··· Information shown ···

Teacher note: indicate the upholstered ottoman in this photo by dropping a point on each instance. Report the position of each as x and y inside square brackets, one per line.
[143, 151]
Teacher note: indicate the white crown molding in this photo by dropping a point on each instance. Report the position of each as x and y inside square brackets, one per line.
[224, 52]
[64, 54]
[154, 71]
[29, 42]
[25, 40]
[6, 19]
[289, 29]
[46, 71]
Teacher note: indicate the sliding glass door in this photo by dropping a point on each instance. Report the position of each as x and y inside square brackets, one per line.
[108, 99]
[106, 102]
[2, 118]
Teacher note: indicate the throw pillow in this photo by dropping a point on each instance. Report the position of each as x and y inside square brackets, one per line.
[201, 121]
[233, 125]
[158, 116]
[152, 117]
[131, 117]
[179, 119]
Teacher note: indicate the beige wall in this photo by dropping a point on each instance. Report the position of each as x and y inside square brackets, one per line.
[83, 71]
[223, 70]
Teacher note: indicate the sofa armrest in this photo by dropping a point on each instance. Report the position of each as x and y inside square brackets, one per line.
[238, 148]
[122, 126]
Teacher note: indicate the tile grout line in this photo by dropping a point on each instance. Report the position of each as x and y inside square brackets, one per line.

···
··· Information shown ···

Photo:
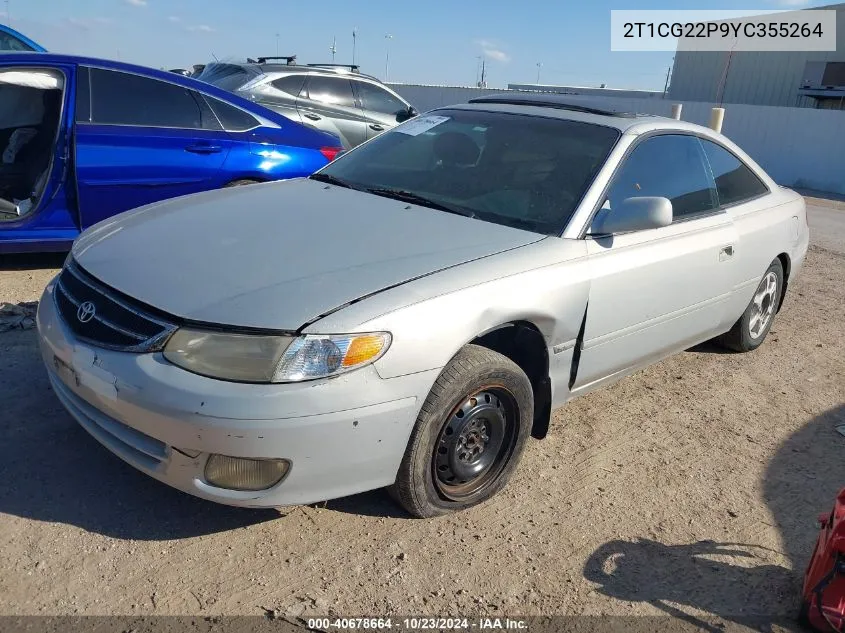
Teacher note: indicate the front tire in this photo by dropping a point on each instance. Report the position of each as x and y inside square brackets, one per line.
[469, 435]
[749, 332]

···
··· Information shown ···

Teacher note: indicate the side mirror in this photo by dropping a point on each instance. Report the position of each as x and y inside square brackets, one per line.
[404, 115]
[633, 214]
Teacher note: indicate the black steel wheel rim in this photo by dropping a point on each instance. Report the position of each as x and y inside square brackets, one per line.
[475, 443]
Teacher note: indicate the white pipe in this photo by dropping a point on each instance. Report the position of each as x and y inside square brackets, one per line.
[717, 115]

···

■ **Work to complete**
Using the entries above, return exactly the lines from the line with "Teacher note: indicate the sofa" to the line with "Teacher note: indicate the tile", counting both of those lines.

■ **Reply**
Teacher note: indicate the sofa armrest in this photo by dropping a point on each instance. Report the position of each as x and y inside square brackets, one per line.
[238, 148]
[122, 126]
Teacher note: indicate the tile grout line in this photo by dropping a point on each instance. Report the position of each as x and y inside square brackets, one per line.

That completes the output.